[[ QUOTED PASSAGE open ]]

One of the more harmful messages that people receive in our culture is that we are meant to “live our best life” all the time. Another theme that I hear echoing in the counseling room is people assuming that everyone else is living this illusive level 10 “best life” of happiness and contentment and they are somehow missing out on the good everyone else is living. They just have to find the right tools, the best techniques and top therapists to get them into that thrilling level of euphoric life that everyone else is living. Here’s a dose of unpopular reality: there’s no perfect level 10 in this life. No relationship is a 10 all the time. No day goes by without the sting of reality that the world, and the people in it, disappoint us – we disappoint ourselves.

[[ QUOTED PASSAGE closed ]]
[[ STORED DATA open ]]

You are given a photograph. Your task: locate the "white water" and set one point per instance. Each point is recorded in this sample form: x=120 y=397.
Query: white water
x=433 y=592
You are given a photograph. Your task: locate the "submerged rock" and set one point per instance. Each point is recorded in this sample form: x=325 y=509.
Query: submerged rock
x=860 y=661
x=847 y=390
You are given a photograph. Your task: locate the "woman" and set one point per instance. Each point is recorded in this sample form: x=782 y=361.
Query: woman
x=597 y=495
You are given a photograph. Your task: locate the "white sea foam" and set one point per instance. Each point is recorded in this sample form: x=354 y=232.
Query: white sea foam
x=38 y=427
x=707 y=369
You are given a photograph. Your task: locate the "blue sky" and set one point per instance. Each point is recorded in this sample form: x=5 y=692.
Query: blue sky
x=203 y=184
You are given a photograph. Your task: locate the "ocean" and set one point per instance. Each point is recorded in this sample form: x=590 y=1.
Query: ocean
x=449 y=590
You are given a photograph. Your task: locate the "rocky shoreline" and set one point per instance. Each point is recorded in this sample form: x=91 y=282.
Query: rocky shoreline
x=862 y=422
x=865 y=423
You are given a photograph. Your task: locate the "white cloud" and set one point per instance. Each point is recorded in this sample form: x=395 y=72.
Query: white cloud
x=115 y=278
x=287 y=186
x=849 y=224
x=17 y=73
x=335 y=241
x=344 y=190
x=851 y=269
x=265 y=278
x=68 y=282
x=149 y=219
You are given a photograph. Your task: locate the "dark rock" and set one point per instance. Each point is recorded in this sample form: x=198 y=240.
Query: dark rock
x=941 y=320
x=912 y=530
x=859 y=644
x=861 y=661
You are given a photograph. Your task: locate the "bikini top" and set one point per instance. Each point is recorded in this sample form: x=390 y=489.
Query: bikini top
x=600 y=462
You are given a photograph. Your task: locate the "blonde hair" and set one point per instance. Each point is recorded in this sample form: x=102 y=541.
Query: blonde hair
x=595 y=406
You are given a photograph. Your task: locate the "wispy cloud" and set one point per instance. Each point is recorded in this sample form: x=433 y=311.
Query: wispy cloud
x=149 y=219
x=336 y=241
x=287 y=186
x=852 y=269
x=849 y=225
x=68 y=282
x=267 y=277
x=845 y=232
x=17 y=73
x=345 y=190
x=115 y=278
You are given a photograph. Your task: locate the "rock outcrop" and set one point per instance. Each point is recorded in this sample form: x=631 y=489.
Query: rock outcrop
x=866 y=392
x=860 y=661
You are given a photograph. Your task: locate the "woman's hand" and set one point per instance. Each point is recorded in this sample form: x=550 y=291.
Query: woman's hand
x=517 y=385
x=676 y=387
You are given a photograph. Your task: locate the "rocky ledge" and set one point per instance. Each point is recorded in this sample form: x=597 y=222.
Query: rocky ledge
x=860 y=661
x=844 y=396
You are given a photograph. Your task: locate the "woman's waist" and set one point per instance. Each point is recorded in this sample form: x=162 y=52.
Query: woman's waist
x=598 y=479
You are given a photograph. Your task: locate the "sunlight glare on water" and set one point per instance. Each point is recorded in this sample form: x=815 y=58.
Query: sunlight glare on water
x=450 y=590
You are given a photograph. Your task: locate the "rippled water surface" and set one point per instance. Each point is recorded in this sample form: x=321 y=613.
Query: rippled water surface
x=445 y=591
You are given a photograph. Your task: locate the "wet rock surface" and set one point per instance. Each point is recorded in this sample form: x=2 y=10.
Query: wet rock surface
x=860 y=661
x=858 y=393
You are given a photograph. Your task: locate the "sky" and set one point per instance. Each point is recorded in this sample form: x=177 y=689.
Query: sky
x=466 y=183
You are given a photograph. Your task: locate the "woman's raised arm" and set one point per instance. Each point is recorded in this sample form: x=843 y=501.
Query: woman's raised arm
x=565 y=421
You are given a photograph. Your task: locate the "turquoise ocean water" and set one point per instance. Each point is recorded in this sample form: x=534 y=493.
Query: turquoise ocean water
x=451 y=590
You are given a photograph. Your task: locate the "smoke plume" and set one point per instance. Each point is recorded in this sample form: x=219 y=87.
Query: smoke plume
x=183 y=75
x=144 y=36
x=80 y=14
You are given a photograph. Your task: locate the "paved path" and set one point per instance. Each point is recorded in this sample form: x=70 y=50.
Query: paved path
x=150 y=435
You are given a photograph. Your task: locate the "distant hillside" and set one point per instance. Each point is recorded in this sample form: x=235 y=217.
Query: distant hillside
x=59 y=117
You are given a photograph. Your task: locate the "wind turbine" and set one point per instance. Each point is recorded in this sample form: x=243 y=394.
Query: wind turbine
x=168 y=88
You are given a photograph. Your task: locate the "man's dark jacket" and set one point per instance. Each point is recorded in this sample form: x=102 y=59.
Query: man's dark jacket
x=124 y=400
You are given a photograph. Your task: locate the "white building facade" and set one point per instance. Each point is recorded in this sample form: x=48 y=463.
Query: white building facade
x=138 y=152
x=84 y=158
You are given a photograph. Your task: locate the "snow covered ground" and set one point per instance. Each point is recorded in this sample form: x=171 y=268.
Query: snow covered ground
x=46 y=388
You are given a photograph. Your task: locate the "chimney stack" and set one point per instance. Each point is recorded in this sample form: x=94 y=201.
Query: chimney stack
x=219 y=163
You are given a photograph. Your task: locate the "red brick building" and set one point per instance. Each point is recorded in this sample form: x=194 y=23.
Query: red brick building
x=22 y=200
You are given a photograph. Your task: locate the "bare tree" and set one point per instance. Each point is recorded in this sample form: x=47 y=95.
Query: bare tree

[[ STORED DATA closed ]]

◆ **STUDY QUESTIONS**
(A) Print the passage on the "best life" message from "One of the more" to "we disappoint ourselves.".
(B) Decide whether each statement agrees with the passage on the "best life" message. Answer yes or no for each, and quote the words of the passage that decide it: (i) No relationship stays at a 10 all the time. (ii) The right tools and top therapists can bring a person to a perfect level 10. (iii) In the counseling room, people assume that everyone else is living a level 10 life.
The records are separate material with no connection to the passage on the "best life" message.

◆ **LIST OF ANSWERS**
(A)
One of the more harmful messages that people receive in our culture is that we are meant to “live our best life” all the time. Another theme that I hear echoing in the counseling room is people assuming that everyone else is living this illusive level 10 “best life” of happiness and contentment and they are somehow missing out on the good everyone else is living. They just have to find the right tools, the best techniques and top therapists to get them into that thrilling level of euphoric life that everyone else is living. Here’s a dose of unpopular reality: there’s no perfect level 10 in this life. No relationship is a 10 all the time. No day goes by without the sting of reality that the world, and the people in it, disappoint us – we disappoint ourselves.

(B)
(i) Yes: "No relationship is a 10 all the time."
(ii) No: "there’s no perfect level 10 in this life."
(iii) Yes: "people assuming that everyone else is living this illusive level 10 “best life” of happiness and contentment"